Assignment: Word for word, copy the line containing "Practice step: point at the pool" and each line after it in the records below, ending with the last line.

^^^^^^^^

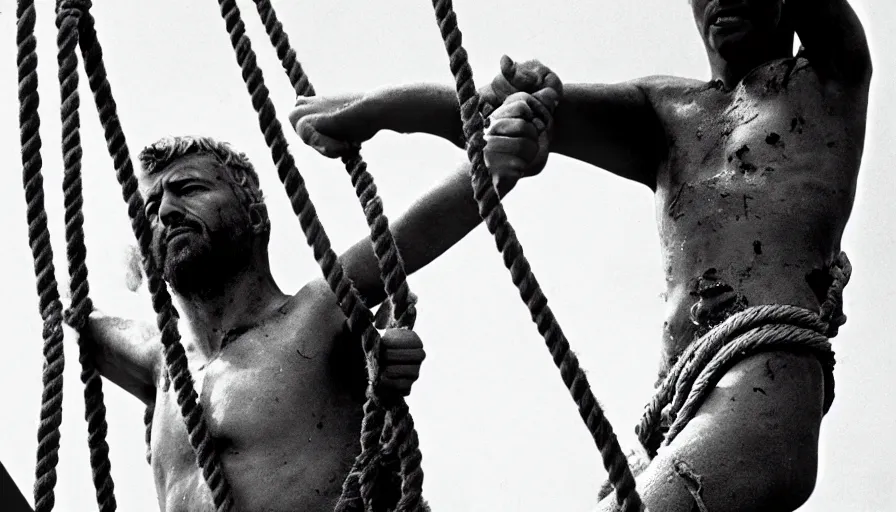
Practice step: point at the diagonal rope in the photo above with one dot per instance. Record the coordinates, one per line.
(389, 260)
(166, 315)
(68, 16)
(766, 327)
(42, 253)
(359, 317)
(491, 210)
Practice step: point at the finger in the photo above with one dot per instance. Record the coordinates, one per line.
(401, 339)
(394, 373)
(519, 108)
(410, 356)
(323, 144)
(552, 81)
(502, 147)
(508, 67)
(548, 98)
(506, 165)
(400, 387)
(512, 127)
(383, 315)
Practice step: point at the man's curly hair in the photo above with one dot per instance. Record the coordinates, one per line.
(162, 153)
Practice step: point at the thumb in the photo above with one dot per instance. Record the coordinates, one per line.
(508, 67)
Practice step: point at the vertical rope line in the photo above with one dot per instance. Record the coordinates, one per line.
(166, 315)
(492, 212)
(68, 16)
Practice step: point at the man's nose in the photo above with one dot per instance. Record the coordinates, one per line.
(170, 211)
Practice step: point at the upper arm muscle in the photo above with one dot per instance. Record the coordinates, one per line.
(127, 353)
(834, 38)
(612, 126)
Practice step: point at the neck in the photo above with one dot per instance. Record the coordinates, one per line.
(730, 73)
(241, 301)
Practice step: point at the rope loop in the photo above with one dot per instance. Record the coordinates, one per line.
(491, 210)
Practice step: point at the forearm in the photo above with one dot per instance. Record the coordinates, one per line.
(833, 37)
(432, 225)
(419, 108)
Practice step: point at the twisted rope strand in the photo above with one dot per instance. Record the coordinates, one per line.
(166, 315)
(496, 220)
(50, 307)
(384, 246)
(755, 329)
(359, 317)
(67, 19)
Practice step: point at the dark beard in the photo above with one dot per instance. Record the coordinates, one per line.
(203, 264)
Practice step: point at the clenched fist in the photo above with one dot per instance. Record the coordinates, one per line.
(400, 359)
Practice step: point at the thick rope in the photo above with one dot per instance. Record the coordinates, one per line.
(166, 315)
(359, 317)
(45, 272)
(491, 210)
(68, 15)
(391, 268)
(760, 328)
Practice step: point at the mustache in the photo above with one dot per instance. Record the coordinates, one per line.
(181, 227)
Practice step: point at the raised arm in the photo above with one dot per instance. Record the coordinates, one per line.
(432, 225)
(128, 353)
(330, 124)
(833, 38)
(611, 126)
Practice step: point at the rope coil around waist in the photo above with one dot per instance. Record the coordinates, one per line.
(756, 329)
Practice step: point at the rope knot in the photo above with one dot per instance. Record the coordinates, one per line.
(73, 7)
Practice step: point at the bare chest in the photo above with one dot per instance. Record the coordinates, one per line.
(272, 407)
(780, 124)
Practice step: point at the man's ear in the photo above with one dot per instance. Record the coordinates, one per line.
(258, 218)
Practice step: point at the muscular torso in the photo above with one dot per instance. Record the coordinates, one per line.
(754, 193)
(284, 417)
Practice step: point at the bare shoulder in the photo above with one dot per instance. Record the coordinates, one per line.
(659, 87)
(315, 311)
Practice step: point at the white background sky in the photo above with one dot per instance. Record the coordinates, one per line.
(498, 429)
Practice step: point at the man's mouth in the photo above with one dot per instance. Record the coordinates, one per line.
(728, 18)
(174, 233)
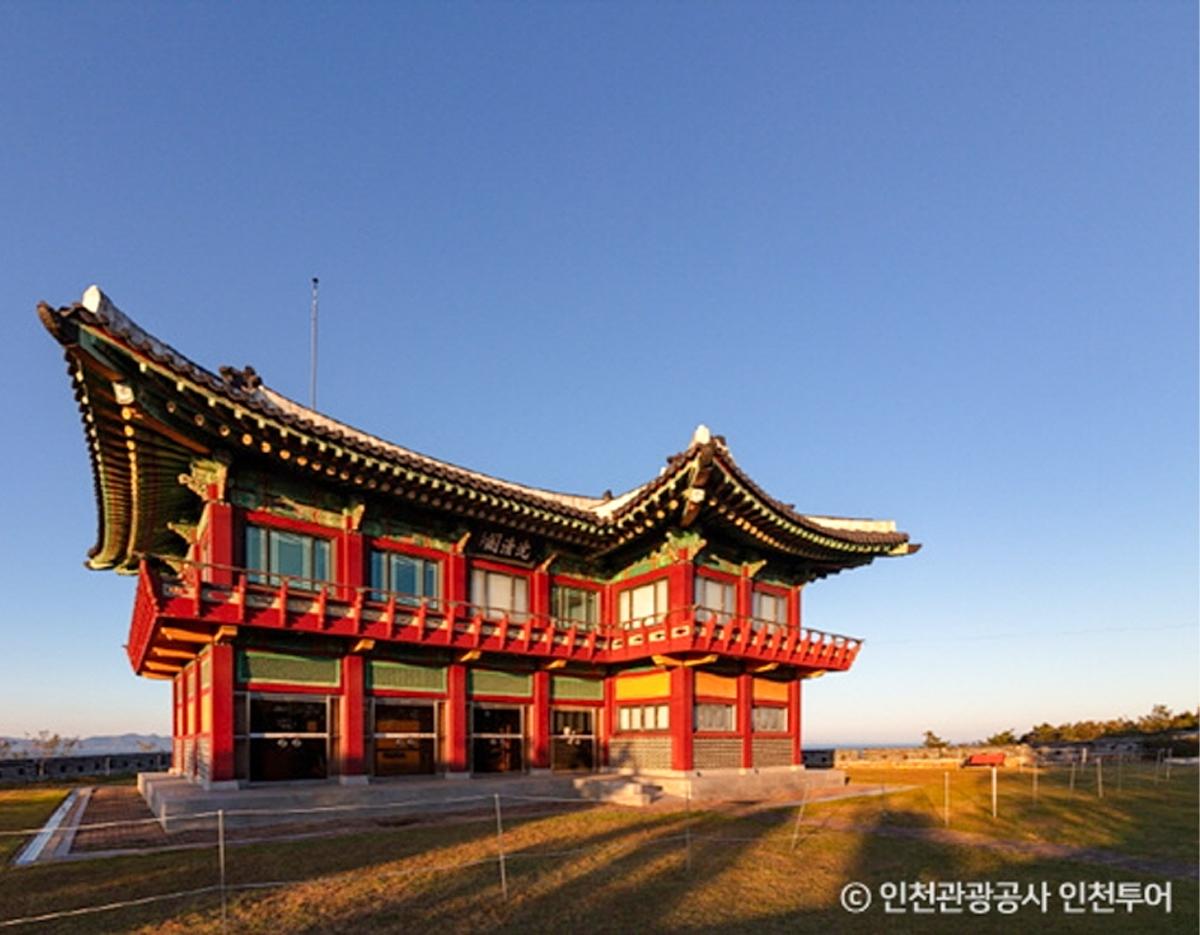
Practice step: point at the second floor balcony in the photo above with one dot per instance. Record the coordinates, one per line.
(203, 600)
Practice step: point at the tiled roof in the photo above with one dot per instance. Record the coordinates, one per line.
(703, 475)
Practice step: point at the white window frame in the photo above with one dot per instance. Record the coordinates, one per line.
(629, 599)
(485, 587)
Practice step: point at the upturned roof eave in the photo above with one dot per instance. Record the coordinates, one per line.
(640, 509)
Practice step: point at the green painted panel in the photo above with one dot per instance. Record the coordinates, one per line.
(579, 689)
(402, 676)
(490, 682)
(258, 666)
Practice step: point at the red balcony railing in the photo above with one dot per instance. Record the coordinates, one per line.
(220, 595)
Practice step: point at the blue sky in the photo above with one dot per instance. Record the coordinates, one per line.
(934, 262)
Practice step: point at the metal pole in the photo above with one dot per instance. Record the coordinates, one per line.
(225, 905)
(687, 834)
(499, 847)
(312, 376)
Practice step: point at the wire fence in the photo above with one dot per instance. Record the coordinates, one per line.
(213, 837)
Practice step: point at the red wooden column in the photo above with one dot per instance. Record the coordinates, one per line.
(456, 585)
(352, 720)
(539, 725)
(793, 719)
(351, 563)
(221, 543)
(681, 591)
(745, 718)
(539, 594)
(607, 715)
(456, 719)
(221, 699)
(745, 595)
(177, 727)
(683, 694)
(197, 717)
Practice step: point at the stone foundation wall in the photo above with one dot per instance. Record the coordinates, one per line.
(643, 753)
(717, 753)
(774, 751)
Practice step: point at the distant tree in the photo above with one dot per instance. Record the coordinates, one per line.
(1161, 718)
(46, 744)
(1042, 733)
(933, 741)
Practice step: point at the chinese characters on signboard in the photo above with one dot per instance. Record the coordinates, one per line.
(503, 545)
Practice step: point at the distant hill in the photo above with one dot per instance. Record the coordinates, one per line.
(102, 745)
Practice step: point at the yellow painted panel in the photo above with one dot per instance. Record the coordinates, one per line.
(652, 685)
(713, 685)
(767, 690)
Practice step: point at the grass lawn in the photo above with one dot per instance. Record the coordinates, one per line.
(1135, 816)
(607, 869)
(25, 807)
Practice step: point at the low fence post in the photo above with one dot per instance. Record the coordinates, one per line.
(499, 847)
(687, 834)
(799, 815)
(225, 905)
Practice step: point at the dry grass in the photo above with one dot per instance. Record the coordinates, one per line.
(25, 807)
(1138, 816)
(607, 869)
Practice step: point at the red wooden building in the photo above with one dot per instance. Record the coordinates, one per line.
(327, 604)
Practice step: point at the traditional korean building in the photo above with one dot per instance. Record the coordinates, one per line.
(330, 605)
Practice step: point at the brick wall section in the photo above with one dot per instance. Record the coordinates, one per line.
(718, 753)
(773, 751)
(646, 753)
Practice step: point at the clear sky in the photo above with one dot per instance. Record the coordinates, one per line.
(933, 262)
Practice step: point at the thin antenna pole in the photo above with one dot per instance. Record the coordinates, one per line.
(312, 377)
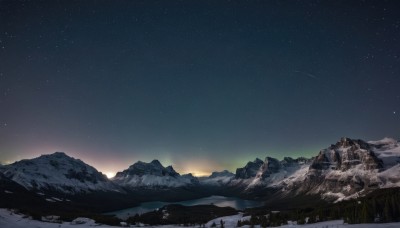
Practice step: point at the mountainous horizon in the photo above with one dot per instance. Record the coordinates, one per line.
(155, 160)
(346, 169)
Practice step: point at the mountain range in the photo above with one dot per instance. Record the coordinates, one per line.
(347, 169)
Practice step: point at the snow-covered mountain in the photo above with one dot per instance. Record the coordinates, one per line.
(218, 178)
(153, 175)
(58, 172)
(268, 173)
(348, 169)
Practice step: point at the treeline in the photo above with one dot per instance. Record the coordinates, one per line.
(378, 207)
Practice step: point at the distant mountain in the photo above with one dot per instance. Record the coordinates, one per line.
(218, 178)
(348, 169)
(58, 172)
(152, 175)
(268, 173)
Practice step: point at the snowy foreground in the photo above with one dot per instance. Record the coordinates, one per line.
(9, 219)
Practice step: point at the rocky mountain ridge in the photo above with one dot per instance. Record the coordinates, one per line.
(346, 169)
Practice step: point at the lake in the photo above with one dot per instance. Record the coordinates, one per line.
(220, 201)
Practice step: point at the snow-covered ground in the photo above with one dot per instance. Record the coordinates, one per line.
(9, 219)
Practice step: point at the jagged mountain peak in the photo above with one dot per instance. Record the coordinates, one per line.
(223, 173)
(57, 172)
(152, 174)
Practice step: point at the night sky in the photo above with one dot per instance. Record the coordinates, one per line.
(200, 85)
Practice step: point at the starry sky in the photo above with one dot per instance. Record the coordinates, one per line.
(200, 85)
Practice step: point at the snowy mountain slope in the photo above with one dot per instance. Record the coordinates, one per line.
(218, 178)
(58, 172)
(270, 172)
(348, 169)
(151, 175)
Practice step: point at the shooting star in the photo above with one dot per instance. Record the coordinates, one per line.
(307, 74)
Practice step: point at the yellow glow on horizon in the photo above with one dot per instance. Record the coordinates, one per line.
(110, 174)
(200, 173)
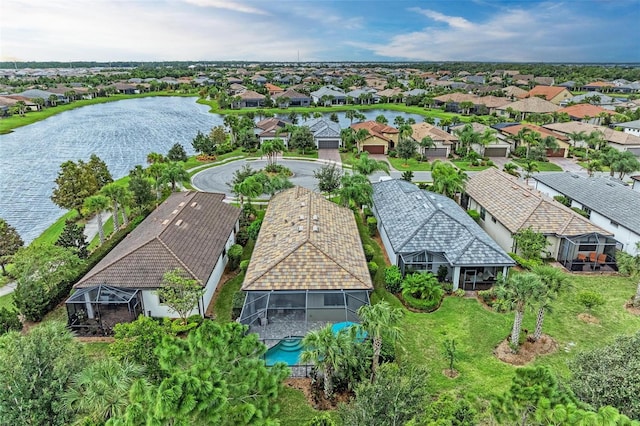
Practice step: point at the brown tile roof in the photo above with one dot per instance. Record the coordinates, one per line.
(549, 92)
(456, 97)
(584, 110)
(287, 257)
(250, 94)
(534, 104)
(376, 129)
(422, 130)
(513, 130)
(189, 230)
(517, 206)
(610, 135)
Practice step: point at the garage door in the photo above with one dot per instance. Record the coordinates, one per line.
(495, 151)
(558, 153)
(374, 149)
(334, 144)
(634, 151)
(436, 152)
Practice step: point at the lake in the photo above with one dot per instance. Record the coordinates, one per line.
(122, 133)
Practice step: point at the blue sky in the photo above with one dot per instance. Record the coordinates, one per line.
(320, 30)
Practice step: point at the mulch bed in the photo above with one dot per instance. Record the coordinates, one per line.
(528, 351)
(314, 393)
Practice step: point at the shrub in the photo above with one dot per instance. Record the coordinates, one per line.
(474, 215)
(369, 252)
(422, 291)
(393, 279)
(244, 265)
(242, 237)
(9, 321)
(235, 253)
(373, 268)
(590, 299)
(372, 226)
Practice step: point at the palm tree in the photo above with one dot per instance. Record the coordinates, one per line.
(380, 321)
(366, 166)
(517, 291)
(96, 204)
(447, 179)
(113, 192)
(553, 282)
(101, 390)
(174, 173)
(328, 352)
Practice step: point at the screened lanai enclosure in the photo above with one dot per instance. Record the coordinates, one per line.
(589, 252)
(279, 314)
(96, 310)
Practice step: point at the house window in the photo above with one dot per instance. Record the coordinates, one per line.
(333, 299)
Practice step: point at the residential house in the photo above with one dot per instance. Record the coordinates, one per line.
(294, 98)
(508, 205)
(271, 128)
(563, 141)
(586, 112)
(528, 106)
(618, 140)
(326, 133)
(329, 95)
(192, 231)
(553, 94)
(500, 147)
(424, 231)
(307, 269)
(609, 203)
(249, 99)
(381, 137)
(631, 127)
(443, 142)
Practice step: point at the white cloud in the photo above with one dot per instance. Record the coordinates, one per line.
(229, 5)
(544, 32)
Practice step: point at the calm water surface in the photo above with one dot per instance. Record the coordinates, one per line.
(121, 133)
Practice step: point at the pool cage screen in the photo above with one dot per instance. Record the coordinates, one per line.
(332, 306)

^^^^^^^^

Written response:
Practice step: point at the pool cage screen in the photo above with one dot per instance. Record the coordinates, one per line.
(332, 306)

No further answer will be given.